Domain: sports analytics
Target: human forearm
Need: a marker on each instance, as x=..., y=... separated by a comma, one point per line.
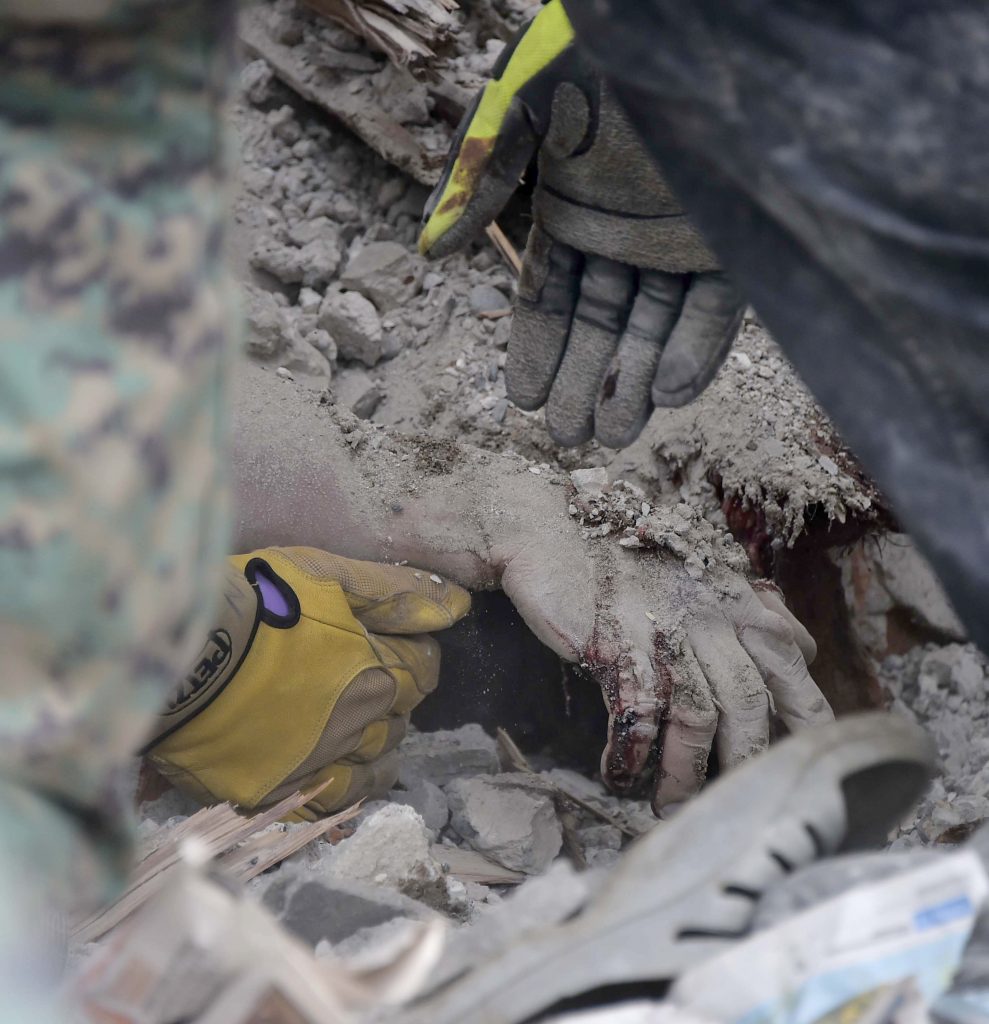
x=449, y=508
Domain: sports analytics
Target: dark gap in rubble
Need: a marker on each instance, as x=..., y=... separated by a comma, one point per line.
x=891, y=783
x=812, y=582
x=496, y=672
x=605, y=995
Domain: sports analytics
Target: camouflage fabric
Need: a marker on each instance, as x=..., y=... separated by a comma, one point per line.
x=116, y=321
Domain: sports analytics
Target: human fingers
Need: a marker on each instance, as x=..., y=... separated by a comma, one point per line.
x=772, y=600
x=625, y=402
x=547, y=296
x=606, y=290
x=739, y=691
x=769, y=641
x=688, y=734
x=698, y=343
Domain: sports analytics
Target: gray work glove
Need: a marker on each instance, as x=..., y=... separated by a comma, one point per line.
x=620, y=307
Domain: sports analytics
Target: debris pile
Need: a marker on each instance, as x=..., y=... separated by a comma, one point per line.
x=469, y=821
x=946, y=689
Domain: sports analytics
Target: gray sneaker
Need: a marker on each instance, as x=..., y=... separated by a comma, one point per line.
x=689, y=887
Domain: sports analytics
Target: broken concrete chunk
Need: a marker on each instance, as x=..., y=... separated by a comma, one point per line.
x=590, y=481
x=486, y=299
x=446, y=755
x=386, y=272
x=404, y=97
x=308, y=229
x=516, y=827
x=268, y=330
x=256, y=81
x=428, y=801
x=354, y=325
x=366, y=404
x=391, y=848
x=315, y=907
x=536, y=904
x=600, y=838
x=320, y=260
x=283, y=262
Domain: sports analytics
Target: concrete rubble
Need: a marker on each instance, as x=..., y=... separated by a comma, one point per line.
x=339, y=302
x=513, y=824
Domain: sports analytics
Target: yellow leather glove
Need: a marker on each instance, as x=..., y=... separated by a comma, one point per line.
x=308, y=677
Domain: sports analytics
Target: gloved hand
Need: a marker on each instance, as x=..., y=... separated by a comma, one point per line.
x=308, y=677
x=620, y=306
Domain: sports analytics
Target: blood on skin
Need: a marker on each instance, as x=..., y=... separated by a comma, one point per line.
x=629, y=749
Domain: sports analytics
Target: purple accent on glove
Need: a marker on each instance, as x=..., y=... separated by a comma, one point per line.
x=271, y=598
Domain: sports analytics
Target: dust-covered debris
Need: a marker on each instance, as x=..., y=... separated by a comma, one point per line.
x=391, y=848
x=758, y=438
x=447, y=755
x=620, y=509
x=511, y=823
x=895, y=598
x=319, y=907
x=946, y=689
x=428, y=801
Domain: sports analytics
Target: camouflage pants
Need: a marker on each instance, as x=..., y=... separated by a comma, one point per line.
x=116, y=323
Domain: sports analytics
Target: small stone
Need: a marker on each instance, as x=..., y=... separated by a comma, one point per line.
x=268, y=331
x=320, y=260
x=392, y=848
x=256, y=81
x=318, y=907
x=364, y=407
x=487, y=299
x=321, y=342
x=308, y=228
x=517, y=828
x=390, y=192
x=385, y=272
x=600, y=838
x=446, y=755
x=590, y=481
x=428, y=801
x=283, y=262
x=353, y=323
x=309, y=300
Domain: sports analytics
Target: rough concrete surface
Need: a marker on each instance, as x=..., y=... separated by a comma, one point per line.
x=516, y=827
x=342, y=310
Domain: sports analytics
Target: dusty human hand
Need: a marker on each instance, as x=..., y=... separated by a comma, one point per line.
x=621, y=307
x=689, y=655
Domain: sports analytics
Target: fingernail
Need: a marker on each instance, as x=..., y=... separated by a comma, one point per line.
x=668, y=811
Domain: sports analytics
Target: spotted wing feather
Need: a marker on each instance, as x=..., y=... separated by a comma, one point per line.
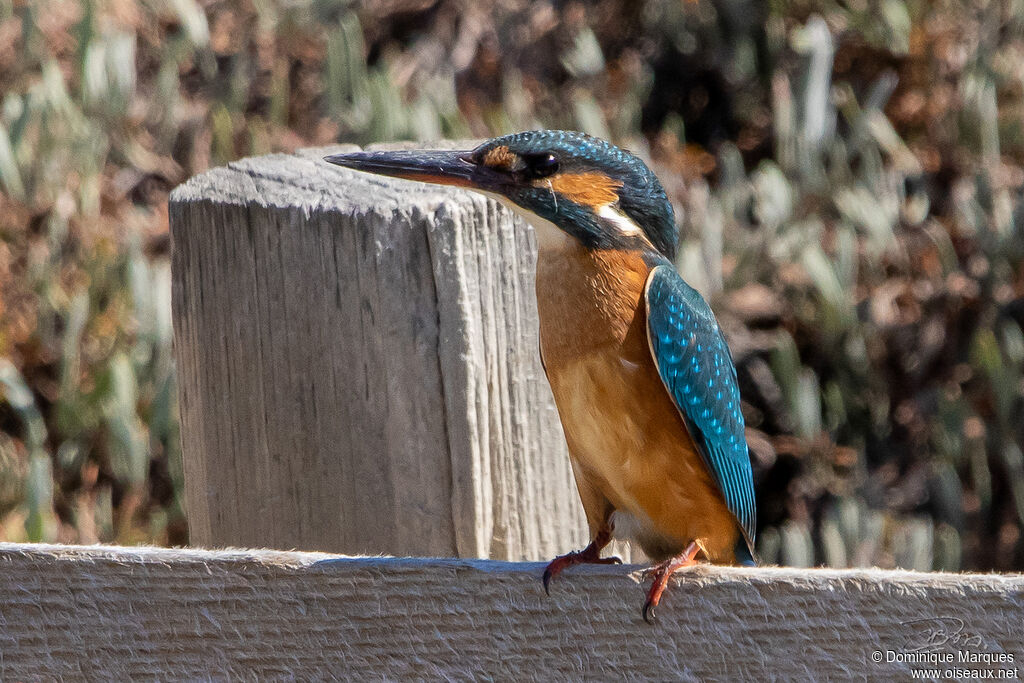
x=696, y=368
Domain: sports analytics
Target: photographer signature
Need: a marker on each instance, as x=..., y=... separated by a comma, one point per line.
x=931, y=634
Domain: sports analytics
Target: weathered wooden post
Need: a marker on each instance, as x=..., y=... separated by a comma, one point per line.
x=358, y=370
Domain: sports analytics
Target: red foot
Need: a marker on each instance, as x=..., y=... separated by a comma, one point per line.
x=663, y=571
x=589, y=555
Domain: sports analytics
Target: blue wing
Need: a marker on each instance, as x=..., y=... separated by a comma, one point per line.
x=696, y=368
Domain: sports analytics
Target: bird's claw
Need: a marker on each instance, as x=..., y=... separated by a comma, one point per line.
x=586, y=556
x=648, y=611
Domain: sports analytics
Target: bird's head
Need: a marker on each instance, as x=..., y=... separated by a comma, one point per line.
x=570, y=186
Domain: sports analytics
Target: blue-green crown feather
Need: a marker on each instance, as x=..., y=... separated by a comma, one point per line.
x=641, y=197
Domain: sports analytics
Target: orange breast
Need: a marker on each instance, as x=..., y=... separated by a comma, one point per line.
x=626, y=436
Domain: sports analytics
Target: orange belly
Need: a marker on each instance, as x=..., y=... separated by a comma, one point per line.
x=630, y=449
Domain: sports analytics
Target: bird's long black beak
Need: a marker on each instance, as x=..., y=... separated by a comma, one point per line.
x=436, y=166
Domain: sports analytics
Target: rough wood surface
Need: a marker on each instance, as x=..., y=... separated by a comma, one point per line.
x=358, y=371
x=121, y=613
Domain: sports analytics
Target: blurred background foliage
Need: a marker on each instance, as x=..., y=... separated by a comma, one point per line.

* **Your task**: Please rewrite the listing above with "field robotics" in place of every "sports analytics", changing nothing else. Leave the pictures out of your answer.

* **Answer**:
Domain: field robotics
Target: human forearm
Need: a marker on each instance, as x=..., y=... separated by a comma, one point per line.
x=449, y=508
Domain: field robotics
Target: dark gap in rubble
Need: a marker on each instance, as x=..., y=... separated by a comma, one point per line.
x=891, y=783
x=812, y=582
x=496, y=672
x=605, y=995
Domain: field robotics
Target: camouflage fabric
Need: a marker on each instance, as x=..., y=... separated by a comma, one point per line.
x=116, y=321
Domain: field robotics
Target: human fingers
Need: a marker on each instance, as x=..., y=... separated by a comma, one point per line.
x=772, y=600
x=625, y=402
x=547, y=296
x=606, y=290
x=739, y=691
x=769, y=641
x=688, y=734
x=698, y=343
Domain: field robotics
Target: gray work glove
Need: a marker on each instance, as x=..., y=... separated by a comma, one point per line.
x=620, y=307
Domain: field robotics
Target: debris pile
Need: a marker on each instance, as x=..., y=... separated by a comma, one point per line.
x=469, y=821
x=946, y=689
Domain: field robotics
Target: gray sneaker
Need: a marker on each instance, as x=..., y=... separated by a comma, one point per line.
x=689, y=887
Domain: field robotics
Target: broken concrete chunk
Need: a marker on each instance, as x=..., y=... separated by a comma, one point per line.
x=590, y=481
x=486, y=299
x=446, y=755
x=386, y=272
x=404, y=97
x=308, y=229
x=516, y=827
x=268, y=330
x=256, y=81
x=428, y=801
x=354, y=325
x=366, y=404
x=391, y=848
x=315, y=907
x=536, y=904
x=600, y=838
x=320, y=260
x=283, y=262
Domain: field robotics
Target: concrete rubble
Need: a marker on each instance, as x=..., y=... separated by a comma, one point per line.
x=339, y=302
x=513, y=824
Domain: field robotics
Target: yellow leather glove
Need: a marker on each instance, as x=..., y=... separated by a comma, one point per line.
x=308, y=677
Domain: field robotics
Target: gloved hand
Need: a marker on each instance, as x=..., y=... separated by a comma, one point per line.
x=308, y=677
x=620, y=306
Domain: field robotics
Target: blood on skin
Need: a marker on each instance, as x=..., y=... separated by a comma, one point per line.
x=629, y=749
Domain: field robotics
Target: purple accent on glove
Need: a marker on each instance, as x=..., y=... separated by a comma, one point per line.
x=271, y=598
Domain: field robotics
Target: dust-covered debris
Need: a marker on each instance, as x=..., y=... separated by a comma, one point per line.
x=391, y=848
x=758, y=438
x=447, y=755
x=620, y=509
x=511, y=823
x=895, y=598
x=319, y=907
x=946, y=689
x=428, y=801
Domain: field robotics
Target: camouflage pants
Need: a marker on each instance, as x=..., y=... separated by a comma, one point per line.
x=116, y=323
Domain: field robotics
Target: small stone
Need: a marker on each instance, as x=..., y=... separated by a comma, one point per line.
x=268, y=331
x=320, y=260
x=392, y=848
x=256, y=81
x=318, y=907
x=364, y=407
x=487, y=299
x=321, y=342
x=308, y=228
x=517, y=828
x=390, y=192
x=385, y=272
x=600, y=838
x=446, y=755
x=590, y=481
x=428, y=801
x=283, y=262
x=353, y=323
x=309, y=300
Domain: field robotics
Target: rough concrete surface
Need: a marker on each instance, as x=..., y=... separated by a comma, one point per line.
x=516, y=827
x=342, y=310
Domain: field robotics
Target: dusty human hand
Need: a marker on each instance, as x=..., y=... separated by a comma, one point per line.
x=621, y=307
x=689, y=655
Domain: field robotics
Target: fingernail
Need: a marker on each instance, as x=..., y=... separated by a comma, one point per line.
x=668, y=811
Domain: field robotics
Target: spotted wing feather
Need: a marker on each instance, as x=..., y=... separated by a comma, one point per line.
x=696, y=368
Domain: field robotics
Target: photographer signature
Need: a marker on each instance, as x=..., y=... separated by a comma, one point per line.
x=931, y=634
Domain: field robotics
Target: weathered wooden post
Need: a marker on each instance, as x=..., y=... separated by a comma, one point per line.
x=358, y=370
Domain: field robotics
Target: red foot
Need: a marker on each instance, as x=..., y=... separated by a comma, one point per line.
x=663, y=571
x=589, y=555
Domain: field robotics
Target: blue wing
Need: a marker on each instance, as x=..., y=... separated by a comma, one point per line.
x=696, y=368
Domain: field robotics
Target: bird's claw
Need: a marker on each instance, as x=..., y=... separated by a comma, one point per line.
x=586, y=556
x=648, y=611
Domain: field robotics
Target: bird's head
Need: a marker on each instance, as x=..., y=... separated by a comma, one point per line.
x=570, y=186
Domain: field robotics
Target: blue-green crown feather
Need: a marker on each instance, as x=..., y=... separated by a comma, one point per line.
x=641, y=197
Domain: field robotics
Target: orange breast
Need: a marker on each instance, as x=..., y=... separated by a comma, one point per line.
x=626, y=436
Domain: field robotics
Target: orange belly
Need: a marker on each instance, as x=..., y=... separated by a comma, one point per line.
x=630, y=449
Domain: field robotics
Target: bird's long black beak
Need: a marker on each instance, as x=..., y=... separated by a comma, one point per line.
x=436, y=166
Domain: field robotics
Target: rough wood surface
Need: a marker on each instance, as x=..., y=... separated by a comma, one point per line.
x=358, y=371
x=121, y=613
Domain: field robotics
Target: blurred background foliage
Need: a marker on each instance, as x=..., y=... separated by a comma, one point per line.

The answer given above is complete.